Qué debes hacer: ¿Puedes citar del texto sobre Casablanca y la gentrificación el fragmento que va desde "La anterior es" hasta "de los Otros.", ambos incluidos?

Sección de texto:
####################
ENRIQUE GARRIDO
Durante la Segunda Guerra Mundial una peculiar escena sucede en el Café de Rick en medio de la nada (Casablanca, Marruecos, para ser exactos), sí, específicamente en ese y no en cualquier otro del mundo. Unos oficiales nazis conviven, alardean de la superioridad racial que creen tener y cantan… Vitorean “Die Wacht am Rhein”, una marcha alemana. Son tiempos turbulentos, llenos de miedo y ansiedad. Las miradas bajas reflejan el ánimo; el silencio, el miedo. Una propaganda de barbarie armónica y rítmica. ¿Qué podría cambiar este ambiente? Un hombre llamado Víctor Laszlo entra al café. De personalidad fuerte, su presencia modifica la atmósfera opresora que reinaba. Al percatarse de la situación, pide a la orquesta tocar “La Marsellesa”, himno patriótico de Francia. Dichas notas inundan la sala, y los refugiados franceses se unen al coro. Se ahogan las voces fascistas y el lugar adquiere un cariz conmovedor y lleno de emoción mientras todos cantan con fervor.
La anterior es una escena de la película clásica CasaBlanca. Víctor, interpretado por Paul Henreid, es un líder de la resistencia francesa, por lo que la defensa de los ideales, aunque sea a nivel emocional y en un pequeño espacio, es fundamental. No hay lucha pequeña, incluso si se trata de una canción, un libro, una idea. Esto me recuerda una anécdota que contaban acerca de Winston Churchill. En el momento más álgido de la lucha con los nazis, una de las propuestas que le dieron al entonces Primer Ministro para enfrentar la lucha fue la de reducir el presupuesto a Cultura para engrosar el militar, The Old Lion preguntó para qué peleaban si no era para defender la cultura, eso que nos da identidad y nos separa de los Otros.
Hace unas semanas una noticia invadió las redes sociales, a los norteamericanos que vienen a vivir, o visitar México, no les gustan varias tradiciones de acá, entre las que destacan las musicales: los organilleros y los músicos de banda. Estos últimos hicieron una protesta masiva en Mazatlán después de ser atacados por interrumpir un recital de guitarra clásica. Así, gracias a casos por el estilo, un nuevo vocablo ha estado en nuestra habla: gentrificación, dentro del cual los barrios y las ciudades se vuelven más costosas para habitar derivado de la renovación urbanística. Resulta curioso que dicho proceso traiga consigo muchos problemas con las tradiciones locales, pues se supondría que llegan en búsqueda de nuevos bríos, una nueva experiencia de vida que contraste con el abigarrado modelo de sus lugares de origen; sin embargo, todo parece indicar que más bien quieren parasitar el entorno y volverlo una sucursal.
####################
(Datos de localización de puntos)
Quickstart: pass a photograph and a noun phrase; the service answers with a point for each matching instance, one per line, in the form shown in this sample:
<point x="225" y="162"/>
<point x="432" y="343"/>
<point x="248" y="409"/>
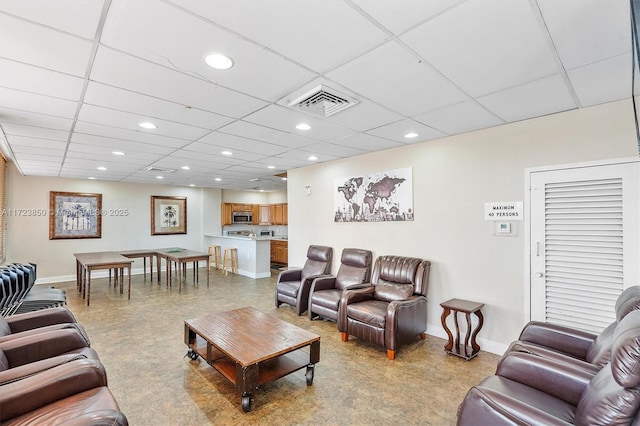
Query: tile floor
<point x="141" y="343"/>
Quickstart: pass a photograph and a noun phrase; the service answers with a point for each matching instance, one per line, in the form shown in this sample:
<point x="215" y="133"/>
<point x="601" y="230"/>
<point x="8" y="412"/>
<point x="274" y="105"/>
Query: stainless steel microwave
<point x="242" y="217"/>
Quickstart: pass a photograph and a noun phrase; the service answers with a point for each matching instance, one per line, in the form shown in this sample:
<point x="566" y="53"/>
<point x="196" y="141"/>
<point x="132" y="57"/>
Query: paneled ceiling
<point x="78" y="76"/>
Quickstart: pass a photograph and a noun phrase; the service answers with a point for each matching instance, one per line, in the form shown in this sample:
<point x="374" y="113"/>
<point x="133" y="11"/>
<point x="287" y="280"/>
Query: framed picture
<point x="74" y="215"/>
<point x="168" y="215"/>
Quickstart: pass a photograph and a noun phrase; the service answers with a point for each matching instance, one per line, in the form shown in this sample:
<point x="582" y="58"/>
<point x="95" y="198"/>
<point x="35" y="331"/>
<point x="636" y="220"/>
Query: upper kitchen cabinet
<point x="226" y="213"/>
<point x="279" y="213"/>
<point x="265" y="215"/>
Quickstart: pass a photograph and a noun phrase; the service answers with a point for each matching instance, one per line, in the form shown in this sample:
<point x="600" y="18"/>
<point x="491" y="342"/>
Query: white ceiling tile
<point x="11" y="129"/>
<point x="398" y="16"/>
<point x="125" y="100"/>
<point x="603" y="81"/>
<point x="227" y="141"/>
<point x="46" y="48"/>
<point x="397" y="130"/>
<point x="262" y="133"/>
<point x="485" y="46"/>
<point x="286" y="119"/>
<point x="415" y="88"/>
<point x="36" y="144"/>
<point x="40" y="104"/>
<point x="14" y="75"/>
<point x="83" y="21"/>
<point x="459" y="118"/>
<point x="84" y="128"/>
<point x="130" y="121"/>
<point x="587" y="31"/>
<point x="366" y="142"/>
<point x="9" y="115"/>
<point x="119" y="144"/>
<point x="318" y="34"/>
<point x="156" y="31"/>
<point x="546" y="96"/>
<point x="140" y="76"/>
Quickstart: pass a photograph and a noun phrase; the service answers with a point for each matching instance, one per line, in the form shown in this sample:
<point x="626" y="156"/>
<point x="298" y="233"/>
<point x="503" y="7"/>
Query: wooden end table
<point x="251" y="348"/>
<point x="470" y="348"/>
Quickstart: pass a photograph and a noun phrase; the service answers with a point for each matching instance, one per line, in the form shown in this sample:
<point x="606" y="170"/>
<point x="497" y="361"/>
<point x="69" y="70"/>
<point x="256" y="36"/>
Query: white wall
####################
Solución escrita:
La anterior es una escena de la película clásica CasaBlanca. Víctor, interpretado por Paul Henreid, es un líder de la resistencia francesa, por lo que la defensa de los ideales, aunque sea a nivel emocional y en un pequeño espacio, es fundamental. No hay lucha pequeña, incluso si se trata de una canción, un libro, una idea. Esto me recuerda una anécdota que contaban acerca de Winston Churchill. En el momento más álgido de la lucha con los nazis, una de las propuestas que le dieron al entonces Primer Ministro para enfrentar la lucha fue la de reducir el presupuesto a Cultura para engrosar el militar, The Old Lion preguntó para qué peleaban si no era para defender la cultura, eso que nos da identidad y nos separa de los Otros.